─── MATERIALS PROVIDED ───
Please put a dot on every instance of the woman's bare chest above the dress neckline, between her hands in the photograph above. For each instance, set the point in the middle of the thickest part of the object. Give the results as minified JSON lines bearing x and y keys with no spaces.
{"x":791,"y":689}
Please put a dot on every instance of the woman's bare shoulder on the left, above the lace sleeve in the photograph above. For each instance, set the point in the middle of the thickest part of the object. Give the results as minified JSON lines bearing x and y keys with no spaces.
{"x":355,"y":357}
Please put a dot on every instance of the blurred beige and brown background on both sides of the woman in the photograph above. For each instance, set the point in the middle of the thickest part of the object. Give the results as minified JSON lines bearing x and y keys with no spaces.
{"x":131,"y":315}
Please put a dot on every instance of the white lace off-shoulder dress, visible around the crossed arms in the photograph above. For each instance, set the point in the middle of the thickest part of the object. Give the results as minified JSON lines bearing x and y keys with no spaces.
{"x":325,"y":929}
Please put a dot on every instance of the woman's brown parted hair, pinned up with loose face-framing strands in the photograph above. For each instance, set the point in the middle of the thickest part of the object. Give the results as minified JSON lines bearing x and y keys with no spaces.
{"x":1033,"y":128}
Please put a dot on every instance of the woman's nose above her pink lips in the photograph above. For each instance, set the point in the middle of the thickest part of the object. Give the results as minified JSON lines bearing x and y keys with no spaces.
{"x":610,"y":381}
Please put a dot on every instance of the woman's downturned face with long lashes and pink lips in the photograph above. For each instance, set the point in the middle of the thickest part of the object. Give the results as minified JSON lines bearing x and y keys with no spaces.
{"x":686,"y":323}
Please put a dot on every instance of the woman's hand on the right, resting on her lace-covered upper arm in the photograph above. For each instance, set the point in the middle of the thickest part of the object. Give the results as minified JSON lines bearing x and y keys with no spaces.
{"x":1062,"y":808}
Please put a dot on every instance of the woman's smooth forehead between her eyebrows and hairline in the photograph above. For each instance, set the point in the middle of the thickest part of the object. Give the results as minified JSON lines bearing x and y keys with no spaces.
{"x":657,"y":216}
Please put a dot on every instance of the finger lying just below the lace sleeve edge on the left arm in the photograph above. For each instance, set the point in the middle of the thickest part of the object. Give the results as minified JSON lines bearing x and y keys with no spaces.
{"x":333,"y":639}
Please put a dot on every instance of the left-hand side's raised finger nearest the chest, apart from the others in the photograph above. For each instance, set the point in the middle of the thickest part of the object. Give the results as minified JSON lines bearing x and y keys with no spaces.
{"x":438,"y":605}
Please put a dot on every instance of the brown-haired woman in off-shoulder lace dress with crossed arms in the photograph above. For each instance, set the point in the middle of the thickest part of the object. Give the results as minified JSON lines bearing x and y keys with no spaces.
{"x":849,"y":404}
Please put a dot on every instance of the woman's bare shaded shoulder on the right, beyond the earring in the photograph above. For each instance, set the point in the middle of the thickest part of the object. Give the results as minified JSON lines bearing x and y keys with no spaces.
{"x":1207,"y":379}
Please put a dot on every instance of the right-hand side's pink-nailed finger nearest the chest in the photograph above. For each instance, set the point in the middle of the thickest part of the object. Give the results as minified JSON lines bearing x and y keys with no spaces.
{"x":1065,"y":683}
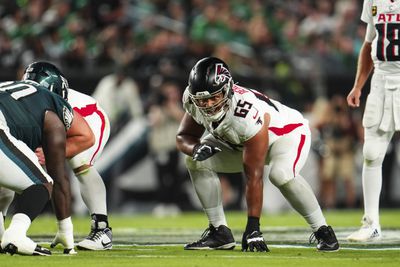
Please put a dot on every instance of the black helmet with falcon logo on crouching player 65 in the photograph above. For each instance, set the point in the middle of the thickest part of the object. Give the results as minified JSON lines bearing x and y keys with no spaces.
{"x":208,"y":78}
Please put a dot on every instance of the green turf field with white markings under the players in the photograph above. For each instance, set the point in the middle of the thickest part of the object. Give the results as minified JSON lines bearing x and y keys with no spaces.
{"x":143,"y":240}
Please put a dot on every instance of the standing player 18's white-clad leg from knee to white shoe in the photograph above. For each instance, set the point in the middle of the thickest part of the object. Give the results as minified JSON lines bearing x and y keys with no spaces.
{"x":374,"y":150}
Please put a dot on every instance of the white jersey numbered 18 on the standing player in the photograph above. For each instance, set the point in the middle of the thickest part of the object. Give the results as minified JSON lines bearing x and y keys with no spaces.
{"x":384,"y":15}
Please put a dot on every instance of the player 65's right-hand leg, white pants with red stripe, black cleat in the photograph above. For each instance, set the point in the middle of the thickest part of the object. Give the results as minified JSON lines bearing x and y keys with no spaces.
{"x":288,"y":156}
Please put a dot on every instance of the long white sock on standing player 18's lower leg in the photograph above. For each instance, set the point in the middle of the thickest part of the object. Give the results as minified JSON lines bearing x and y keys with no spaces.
{"x":372,"y":184}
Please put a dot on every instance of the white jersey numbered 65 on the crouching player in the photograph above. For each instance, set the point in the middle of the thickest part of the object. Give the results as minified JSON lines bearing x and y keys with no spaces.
{"x":245,"y":117}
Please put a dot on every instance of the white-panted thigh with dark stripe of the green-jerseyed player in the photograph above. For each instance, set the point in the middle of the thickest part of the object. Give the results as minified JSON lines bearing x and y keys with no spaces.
{"x":19,"y":166}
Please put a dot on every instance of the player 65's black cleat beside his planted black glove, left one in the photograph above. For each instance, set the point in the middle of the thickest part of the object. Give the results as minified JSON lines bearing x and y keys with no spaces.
{"x":214,"y":238}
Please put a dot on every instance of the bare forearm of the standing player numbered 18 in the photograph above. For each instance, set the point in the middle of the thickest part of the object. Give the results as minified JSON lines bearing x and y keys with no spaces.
───
Your answer should reproduce every line of the data verbatim and include no images.

(SOLUTION FOR THIS PROBLEM):
Please put a dot on every instance of the woman's bare chest above the dress neckline, between her hands in the photograph above. For each instance, set the point in the middle of the thickest part of the object. Give the results as minified JSON lines bearing x and y keys with no spaces.
{"x":791,"y":689}
Please put a dot on every instance of the woman's bare shoulder on the left, above the lace sleeve in the photograph above. For each instance, set the point in the middle of the thickest part of the object. Give the results as minified JSON lines bearing x and y keys with no spaces.
{"x":355,"y":357}
Please put a dot on every instance of the blurred beige and brown background on both sides of the woman in the photograph above. For each instance, set the point in the middle of the thickest part of the object. Give the results as minified JSON lines bearing x and y keys with no spaces.
{"x":131,"y":315}
Please put a dot on every instance of the white lace off-shoulder dress, visible around the crossed arms in the photograph above. For each instance, set the point in the middle of the thickest part of the object. Give the results as minified JSON lines bearing x and y keys with no spaces.
{"x":325,"y":929}
Please put a dot on every instance of the woman's brown parted hair, pinned up with loose face-framing strands in the photograph above. For each instance, set the point in the middle of the thickest part of the object. Give the results as minified JSON lines bearing x and y keys with no spaces.
{"x":1033,"y":128}
Please put a dot on every instance of the woman's nose above her pink lips in the photograph above. For each instance, set the point in the middle of the thickest part of the object. Give the results as minified JSON lines bearing x and y keys with no spaces.
{"x":610,"y":381}
Please put a dot on every instance of the woman's downturned face with long lashes and pink lips in the photograph above. For each instance, set the point in the middle of the thickest part of the object. Give the results as minified JSON lines bearing x and y keys with no spaces.
{"x":686,"y":323}
Please put a dot on every instance of the woman's hand on the right, resting on her lace-covered upper arm in the photograph above. For each instance, set the point in the middle of the thickest part of the object. Give the results as minified JSON lines bearing x and y keys with no spaces.
{"x":1062,"y":808}
Please put a dot on every instance of the woman's smooth forehead between her eyebrows and hairline in the photograph above. For each instance, set the point in the middle of the thickest part of the object. Give the results as minified JSON lines bearing x and y keys with no spaces.
{"x":657,"y":216}
Please put a dot on every instance of the finger lying just below the lace sleeve edge on the left arm in the photograph above. For each instance, set the point in the middle of the thickest part of the object. Give the results as minified JSON lines bearing x and y keys with no spaces.
{"x":333,"y":639}
Please put a dot on every instance of the left-hand side's raised finger nearest the chest, apart from the others in the photograph above. For each instance, set the point in the middle of the thickest part of the object. Give the results as minified JSON lines bearing x and y keys with no spaces.
{"x":438,"y":605}
Please put a dot on every instance of the brown-haired woman in off-shoulder lace dress with crossed arms in the photograph above. For each instance, set the point in the middle of the thickest part of the object. Give the results as minified JSON lines bearing x and y keys with no spaces.
{"x":849,"y":404}
Please put a dot on every instance of the woman's bare shaded shoulder on the right, beyond the earring in the photograph above. For each instance, set the point in the middle of the thickest part of the object. Give the results as minified JSON lines bearing x and y keys with no spaces.
{"x":1207,"y":379}
Please put a dot on every instance of the right-hand side's pink-nailed finger nearest the chest in the photograph above. For each instance, set the point in the middle of the thickest part of the object. Give the results as minified JSON lines bearing x and y keys with no spaces.
{"x":1065,"y":683}
Please put a dot on every instance of the black helmet with falcon logo on crouching player 65 in the photograph above. For each instance, set the point in the middle of the thickest part of the object. Give the results as minified JSON lines bearing x and y keys with no spaces.
{"x":208,"y":78}
Please put a dot on every instance of the green turf field with white markings under the players in the photograph above. For each instance, set the point in the middle of the thickest part of the object. Give the results as minified JSON lines bearing x and y keys with no spaces.
{"x":143,"y":240}
Please put a dot on every instance of the standing player 18's white-clad leg from knee to white shoe in the photograph above. For each instance, set the point in the middle of the thickest part of the object. Give the results as minified JSON lines bearing x and y keys with no spaces.
{"x":374,"y":150}
Please put a dot on every instance of the white jersey numbered 18 on the standing player in the photograph above. For each instance, set the point in the middle of the thickest part of the object. Give the results as minified JSON lines bearing x and y keys with no spaces.
{"x":384,"y":15}
Please put a dot on every instance of the player 65's right-hand leg, white pants with red stripe, black cleat in the photograph above. For each instance, set the point in the middle of the thickest part of the object. Give the results as minified JSON lines bearing x and y keys with no spaces.
{"x":288,"y":156}
Please put a dot on every instance of the long white sock on standing player 18's lower leg in the photograph above. For each instance, set the point in the middle of the thickest part of the object. Give the results as minified JSON lines bearing x and y keys with no spaces.
{"x":372,"y":184}
Please put a dot on every instance of the white jersey numbered 65 on the crouching player in the photograph above. For each instance, set the point in the middle of the thickest part of the object. Give the results as minified JSON lines bearing x and y keys with no spaces.
{"x":245,"y":117}
Please put a dot on every instance of the white-panted thigh with dark stripe of the green-jerseyed player in the photograph above. For each instance, set the point in the middle of the thickest part of the object. Give the results as minified JSON lines bearing x and y keys with no spaces.
{"x":19,"y":166}
Please put a dot on every instance of the player 65's black cleat beside his planted black glove, left one in the photograph above. For each instance, set the point in the middle of the thickest part of the object. Give the results as minified JSON lines bearing x and y keys with no spaces.
{"x":214,"y":238}
Please put a dot on every instance of the bare forearm of the standing player numbered 18 in the photograph above. For each instance, set the point in the middle of the thickest part of the object. Give the results as minified JSON lines bearing x and y keys with no spaces.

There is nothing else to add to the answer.